Assignment. Once you reach the line holding "of the black", write out that line and every later one exactly, ending with the last line of the data; write nothing else.

** Supplied records follows **

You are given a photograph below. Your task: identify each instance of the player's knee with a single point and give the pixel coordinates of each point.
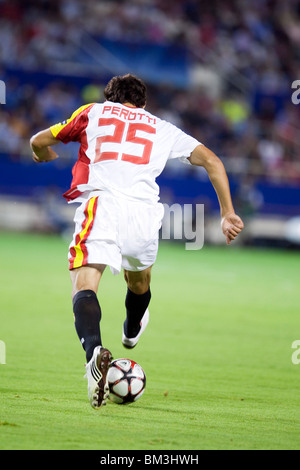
(138, 286)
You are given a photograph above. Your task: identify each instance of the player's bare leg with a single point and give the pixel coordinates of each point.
(87, 314)
(137, 301)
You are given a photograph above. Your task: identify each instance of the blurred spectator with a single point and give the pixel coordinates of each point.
(253, 46)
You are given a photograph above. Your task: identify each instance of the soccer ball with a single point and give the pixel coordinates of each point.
(126, 380)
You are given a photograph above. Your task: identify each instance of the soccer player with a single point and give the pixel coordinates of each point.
(123, 148)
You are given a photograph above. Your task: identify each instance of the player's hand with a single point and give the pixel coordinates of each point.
(232, 225)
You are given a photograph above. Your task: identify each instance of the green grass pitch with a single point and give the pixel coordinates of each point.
(217, 352)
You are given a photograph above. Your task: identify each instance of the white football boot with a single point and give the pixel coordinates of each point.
(129, 343)
(96, 374)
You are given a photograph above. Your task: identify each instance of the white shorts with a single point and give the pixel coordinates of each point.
(116, 232)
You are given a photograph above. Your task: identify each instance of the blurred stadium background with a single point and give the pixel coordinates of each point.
(220, 70)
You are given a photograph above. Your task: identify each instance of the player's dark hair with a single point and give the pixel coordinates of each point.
(126, 89)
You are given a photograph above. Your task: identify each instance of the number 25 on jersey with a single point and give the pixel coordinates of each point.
(117, 138)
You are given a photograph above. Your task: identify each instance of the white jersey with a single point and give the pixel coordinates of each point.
(123, 150)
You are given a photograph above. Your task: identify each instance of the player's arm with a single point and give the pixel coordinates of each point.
(231, 223)
(41, 144)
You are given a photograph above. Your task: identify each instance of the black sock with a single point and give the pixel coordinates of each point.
(136, 305)
(87, 314)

** End of Supplied records **

Solution for this problem.
You are given a photograph above. Your task: identify each instance of the black sock with a single point and give the pixel coordinates of each point.
(136, 305)
(87, 314)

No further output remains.